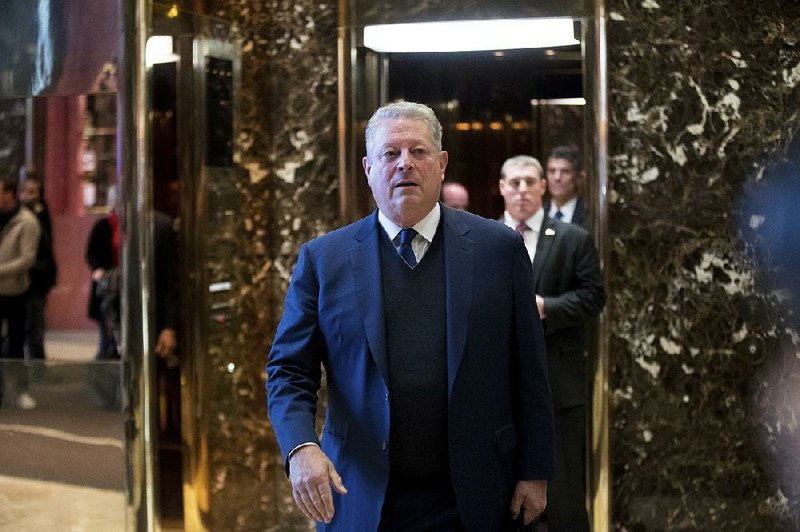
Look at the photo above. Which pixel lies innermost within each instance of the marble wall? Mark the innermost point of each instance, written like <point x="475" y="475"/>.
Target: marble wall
<point x="287" y="144"/>
<point x="704" y="103"/>
<point x="12" y="136"/>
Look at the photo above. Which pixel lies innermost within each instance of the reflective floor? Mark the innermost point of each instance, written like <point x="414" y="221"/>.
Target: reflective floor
<point x="62" y="465"/>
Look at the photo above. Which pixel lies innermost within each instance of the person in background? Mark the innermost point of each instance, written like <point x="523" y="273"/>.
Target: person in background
<point x="565" y="177"/>
<point x="19" y="241"/>
<point x="438" y="405"/>
<point x="568" y="289"/>
<point x="455" y="196"/>
<point x="43" y="273"/>
<point x="103" y="257"/>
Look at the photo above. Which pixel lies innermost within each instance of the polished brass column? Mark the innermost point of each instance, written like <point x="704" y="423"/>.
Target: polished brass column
<point x="136" y="260"/>
<point x="600" y="471"/>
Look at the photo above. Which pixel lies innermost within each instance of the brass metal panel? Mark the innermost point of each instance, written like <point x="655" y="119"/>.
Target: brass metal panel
<point x="136" y="265"/>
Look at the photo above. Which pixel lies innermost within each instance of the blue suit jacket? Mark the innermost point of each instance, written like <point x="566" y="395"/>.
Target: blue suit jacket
<point x="500" y="412"/>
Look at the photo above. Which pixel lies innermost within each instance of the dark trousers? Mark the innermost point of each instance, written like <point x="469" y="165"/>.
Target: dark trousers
<point x="12" y="312"/>
<point x="422" y="504"/>
<point x="34" y="325"/>
<point x="566" y="494"/>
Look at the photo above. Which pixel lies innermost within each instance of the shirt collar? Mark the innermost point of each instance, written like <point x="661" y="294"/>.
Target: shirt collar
<point x="568" y="209"/>
<point x="425" y="227"/>
<point x="534" y="223"/>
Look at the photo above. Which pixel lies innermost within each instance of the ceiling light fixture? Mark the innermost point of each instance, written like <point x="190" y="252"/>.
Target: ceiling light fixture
<point x="470" y="35"/>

» **Challenge**: Repeat the listing above exactly, with no pictures.

» **Solution**:
Look at the photo above. Which pixel lies innermost within each instance of the marble wall? Mark the innermost point of each instance, written like <point x="475" y="475"/>.
Target: marble wall
<point x="287" y="144"/>
<point x="704" y="103"/>
<point x="12" y="136"/>
Look at the photo above. Which pixel lies innermost within each instance of the reflective floor? Mark the innermost point of each instance, written like <point x="414" y="221"/>.
Target: reflective floor
<point x="62" y="465"/>
Look at the photo above. Which pixel lies innermost within each instance of the person in background? Mark the innermost point of each instance, written like <point x="523" y="273"/>.
Target: person in background
<point x="565" y="177"/>
<point x="19" y="241"/>
<point x="438" y="405"/>
<point x="568" y="289"/>
<point x="455" y="196"/>
<point x="43" y="273"/>
<point x="103" y="257"/>
Look at the photo above. Which pixel lies innermost within each instance of the polished brass column? Mark the innermost point of each instance, written like <point x="704" y="423"/>.
Target: polished brass column
<point x="136" y="260"/>
<point x="600" y="471"/>
Look at the photo above. Which pixel lies innermost within each instance of the brass metal panel? Mark the innermost point of each instance, written like <point x="655" y="119"/>.
Target: brass metal panel
<point x="136" y="265"/>
Look at the photo above. Which pixel lies innermost within each instance of the blue suit jacket? Mark the innermost point of each instance, written like <point x="566" y="395"/>.
Target: blue suit jacket
<point x="500" y="412"/>
Look at the photo above. Which pixel lies innermost within each instance of the dark trousers? Mark the innermost point of each instance, written like <point x="469" y="165"/>.
Target: dark trousers
<point x="12" y="312"/>
<point x="422" y="504"/>
<point x="34" y="325"/>
<point x="566" y="494"/>
Look at the photo above. Which pixel lies innermost within each instance of the shirt collar? Mark the innermost point of each instance, written like <point x="661" y="294"/>.
Target: shirt collar
<point x="568" y="209"/>
<point x="425" y="227"/>
<point x="534" y="223"/>
Look at the photo above. Which pixel lies innermost within each instance of the ceiling light fixture? Mark the innermost point of each instance, written like <point x="190" y="252"/>.
Target: ceiling light fixture
<point x="470" y="35"/>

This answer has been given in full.